## START INPUT ROWS
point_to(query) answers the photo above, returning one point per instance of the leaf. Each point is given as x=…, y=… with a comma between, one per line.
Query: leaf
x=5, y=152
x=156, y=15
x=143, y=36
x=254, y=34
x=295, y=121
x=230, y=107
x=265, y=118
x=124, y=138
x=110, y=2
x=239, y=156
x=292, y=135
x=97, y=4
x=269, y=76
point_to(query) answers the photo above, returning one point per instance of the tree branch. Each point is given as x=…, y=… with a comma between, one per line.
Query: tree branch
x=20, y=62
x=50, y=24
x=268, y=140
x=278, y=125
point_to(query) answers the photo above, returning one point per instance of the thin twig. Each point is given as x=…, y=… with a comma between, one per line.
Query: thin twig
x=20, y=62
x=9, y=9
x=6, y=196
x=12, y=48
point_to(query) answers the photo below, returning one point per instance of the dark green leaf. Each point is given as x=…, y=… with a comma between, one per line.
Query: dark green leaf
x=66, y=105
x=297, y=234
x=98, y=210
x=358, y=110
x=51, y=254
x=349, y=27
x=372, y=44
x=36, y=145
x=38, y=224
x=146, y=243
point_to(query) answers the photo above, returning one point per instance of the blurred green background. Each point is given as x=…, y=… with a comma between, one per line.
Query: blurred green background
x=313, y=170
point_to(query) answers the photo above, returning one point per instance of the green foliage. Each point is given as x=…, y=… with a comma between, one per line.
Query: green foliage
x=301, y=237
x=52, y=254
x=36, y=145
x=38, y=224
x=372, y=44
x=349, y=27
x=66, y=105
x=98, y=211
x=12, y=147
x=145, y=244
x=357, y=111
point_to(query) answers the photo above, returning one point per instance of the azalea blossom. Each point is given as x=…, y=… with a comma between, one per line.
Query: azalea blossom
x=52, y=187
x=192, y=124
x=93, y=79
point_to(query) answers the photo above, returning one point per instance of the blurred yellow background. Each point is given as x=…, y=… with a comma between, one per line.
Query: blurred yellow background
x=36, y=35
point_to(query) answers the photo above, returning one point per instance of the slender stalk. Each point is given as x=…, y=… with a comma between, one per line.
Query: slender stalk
## END INPUT ROWS
Pull out the stretch of the data above from the line containing "of the thin" through the line containing "x=313, y=170", and reproduce those lines without any change.

point_to(query) answers the photo above, returning one point per instance of the thin twig. Each point is given as x=…, y=… with a comma between, one per line.
Query: thin twig
x=20, y=62
x=9, y=9
x=6, y=196
x=12, y=48
point_to(query) answers the photo below, returning one point per instance of the dark green leaf. Each point is given as x=…, y=… with a comma between, one per line.
Query: dark green leaf
x=66, y=105
x=297, y=234
x=98, y=210
x=358, y=110
x=51, y=254
x=349, y=27
x=372, y=44
x=36, y=145
x=38, y=224
x=146, y=243
point_to(query) answers the photo above, returning one point per instance of the blurred green background. Each point is given as x=…, y=… with a comma between, one per line.
Query: blurred green background
x=313, y=170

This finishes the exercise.